### Stored rows
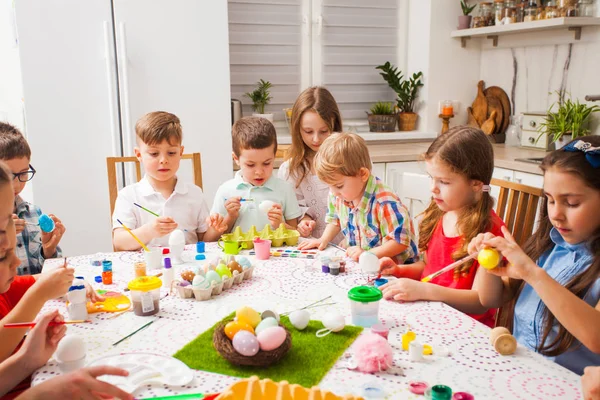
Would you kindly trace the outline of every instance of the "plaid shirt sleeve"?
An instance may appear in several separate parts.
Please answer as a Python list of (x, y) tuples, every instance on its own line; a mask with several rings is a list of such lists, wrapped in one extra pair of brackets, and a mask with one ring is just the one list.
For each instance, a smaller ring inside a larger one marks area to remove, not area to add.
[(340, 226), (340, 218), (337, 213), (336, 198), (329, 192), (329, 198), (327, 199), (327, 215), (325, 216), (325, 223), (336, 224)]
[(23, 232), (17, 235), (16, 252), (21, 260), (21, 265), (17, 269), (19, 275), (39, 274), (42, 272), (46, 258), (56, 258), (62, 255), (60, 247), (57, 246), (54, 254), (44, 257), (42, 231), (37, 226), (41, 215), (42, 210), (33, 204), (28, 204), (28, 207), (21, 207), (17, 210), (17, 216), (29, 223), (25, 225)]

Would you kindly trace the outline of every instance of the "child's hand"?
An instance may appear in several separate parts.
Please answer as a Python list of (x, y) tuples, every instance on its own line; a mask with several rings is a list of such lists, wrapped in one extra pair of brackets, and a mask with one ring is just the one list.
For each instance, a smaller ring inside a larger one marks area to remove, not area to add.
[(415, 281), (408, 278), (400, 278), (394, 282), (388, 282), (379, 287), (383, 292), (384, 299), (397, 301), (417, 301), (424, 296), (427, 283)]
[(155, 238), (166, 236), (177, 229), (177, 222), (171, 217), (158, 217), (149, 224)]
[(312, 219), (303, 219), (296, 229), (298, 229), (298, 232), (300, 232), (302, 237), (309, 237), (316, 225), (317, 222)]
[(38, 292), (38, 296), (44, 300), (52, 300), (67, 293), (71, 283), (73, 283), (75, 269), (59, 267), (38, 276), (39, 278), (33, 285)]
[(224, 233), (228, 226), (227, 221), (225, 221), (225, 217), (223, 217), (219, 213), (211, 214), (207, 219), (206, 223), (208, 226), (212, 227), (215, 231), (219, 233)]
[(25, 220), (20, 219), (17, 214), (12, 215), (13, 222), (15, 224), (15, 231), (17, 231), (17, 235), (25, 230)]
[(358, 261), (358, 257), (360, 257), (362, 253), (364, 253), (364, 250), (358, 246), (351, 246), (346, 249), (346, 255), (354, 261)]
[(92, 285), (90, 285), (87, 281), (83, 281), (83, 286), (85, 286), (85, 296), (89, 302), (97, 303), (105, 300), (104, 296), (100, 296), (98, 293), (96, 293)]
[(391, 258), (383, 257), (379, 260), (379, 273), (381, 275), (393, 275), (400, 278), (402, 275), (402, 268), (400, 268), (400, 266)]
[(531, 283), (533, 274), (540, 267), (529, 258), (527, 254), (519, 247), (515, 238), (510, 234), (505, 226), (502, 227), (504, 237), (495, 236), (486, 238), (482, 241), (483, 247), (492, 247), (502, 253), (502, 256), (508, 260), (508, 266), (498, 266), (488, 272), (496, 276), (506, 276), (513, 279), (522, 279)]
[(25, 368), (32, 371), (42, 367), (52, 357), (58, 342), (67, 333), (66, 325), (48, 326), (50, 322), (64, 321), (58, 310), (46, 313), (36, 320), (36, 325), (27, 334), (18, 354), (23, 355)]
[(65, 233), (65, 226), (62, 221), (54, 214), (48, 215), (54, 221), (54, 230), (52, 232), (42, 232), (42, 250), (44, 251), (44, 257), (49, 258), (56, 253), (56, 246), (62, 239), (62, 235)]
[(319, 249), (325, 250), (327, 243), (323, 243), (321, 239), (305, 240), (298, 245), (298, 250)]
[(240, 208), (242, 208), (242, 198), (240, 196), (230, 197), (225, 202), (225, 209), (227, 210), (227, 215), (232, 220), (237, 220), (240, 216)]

### Short exercise
Arrange every line of the records above as a Markdown table with two columns, Row and Line, numbering the rows in order. Skip blank lines and leave out the pictures.

### Task response
| Row | Line |
|---|---|
| 1 | Would you kindly trace the outline of every instance of the "plaid shirt sleeve"? |
| 2 | An instance may appear in several separate parts. |
| 3 | Please answer as a Python list of (x, y) tuples, every instance on its own line; a mask with several rings is a list of such lists, wrapped in one extra pair of brackets, and a mask with one ring is just the one list. |
| 4 | For each instance, a smaller ring inside a larger one marks area to remove, not area to add. |
| 5 | [(340, 226), (340, 218), (337, 213), (336, 198), (329, 192), (329, 198), (327, 199), (327, 215), (325, 216), (325, 223), (336, 224)] |
| 6 | [(23, 232), (17, 235), (16, 252), (21, 260), (21, 265), (17, 269), (19, 275), (39, 274), (42, 272), (46, 258), (56, 258), (62, 255), (60, 247), (57, 246), (54, 254), (44, 257), (42, 231), (37, 226), (41, 215), (42, 210), (33, 204), (28, 204), (28, 207), (21, 207), (17, 210), (17, 216), (29, 223), (25, 225)] |
| 7 | Would you kindly trace the outline of every instance of the "child's hand"? |
| 8 | An instance may appear in several separate parts. |
| 9 | Please answer as a Python list of (x, y) tuples, every instance on its own line; a mask with several rings is a list of such lists, wrapped in one extra pair of brackets, and a mask with one ring is just the one list. |
| 10 | For each instance, a smaller ring inside a larger one marks area to remove, not area to add. |
| 11 | [(415, 281), (408, 278), (400, 278), (394, 282), (388, 282), (379, 287), (383, 292), (384, 299), (397, 301), (417, 301), (424, 296), (427, 283)] |
| 12 | [(155, 238), (166, 236), (177, 229), (177, 222), (171, 217), (158, 217), (149, 224)] |
| 13 | [(312, 219), (303, 219), (296, 229), (298, 229), (298, 232), (300, 232), (302, 237), (309, 237), (316, 225), (317, 222)] |
| 14 | [(38, 292), (38, 296), (44, 300), (52, 300), (67, 293), (71, 283), (73, 283), (75, 269), (59, 267), (38, 276), (39, 278), (33, 285)] |
| 15 | [(224, 233), (228, 226), (227, 221), (225, 221), (225, 217), (223, 217), (219, 213), (211, 214), (207, 219), (206, 223), (208, 226), (212, 227), (215, 231), (219, 233)] |
| 16 | [(25, 220), (20, 219), (17, 214), (12, 215), (13, 222), (15, 224), (15, 231), (17, 231), (17, 235), (25, 230)] |
| 17 | [(358, 261), (358, 257), (360, 257), (362, 253), (364, 253), (364, 250), (358, 246), (351, 246), (346, 249), (346, 255), (354, 261)] |
| 18 | [(92, 285), (90, 285), (87, 281), (83, 281), (83, 286), (85, 286), (85, 296), (89, 302), (97, 303), (105, 300), (104, 296), (100, 296), (98, 293), (96, 293)] |
| 19 | [(391, 258), (383, 257), (379, 260), (379, 273), (381, 275), (393, 275), (400, 278), (402, 275), (402, 268), (400, 268), (400, 266)] |
| 20 | [(531, 283), (533, 274), (540, 267), (529, 258), (527, 254), (519, 247), (515, 238), (510, 234), (505, 226), (502, 227), (504, 237), (495, 236), (486, 238), (482, 241), (483, 247), (492, 247), (502, 253), (502, 256), (508, 260), (508, 266), (498, 266), (488, 272), (496, 276), (506, 276), (513, 279), (522, 279)] |
| 21 | [(25, 368), (32, 371), (42, 367), (52, 357), (58, 342), (67, 333), (66, 325), (48, 326), (50, 322), (64, 321), (58, 310), (46, 313), (36, 320), (36, 325), (27, 334), (18, 354), (23, 355)] |
| 22 | [(65, 233), (65, 226), (62, 221), (54, 214), (48, 215), (54, 221), (54, 230), (52, 232), (42, 232), (42, 250), (44, 251), (44, 257), (49, 258), (56, 253), (56, 246), (62, 239), (62, 235)] |
| 23 | [(319, 249), (325, 250), (327, 243), (323, 243), (321, 239), (305, 240), (298, 245), (298, 250)] |
| 24 | [(240, 208), (242, 208), (242, 198), (240, 196), (230, 197), (225, 202), (225, 209), (227, 210), (227, 215), (232, 220), (237, 220), (240, 216)] |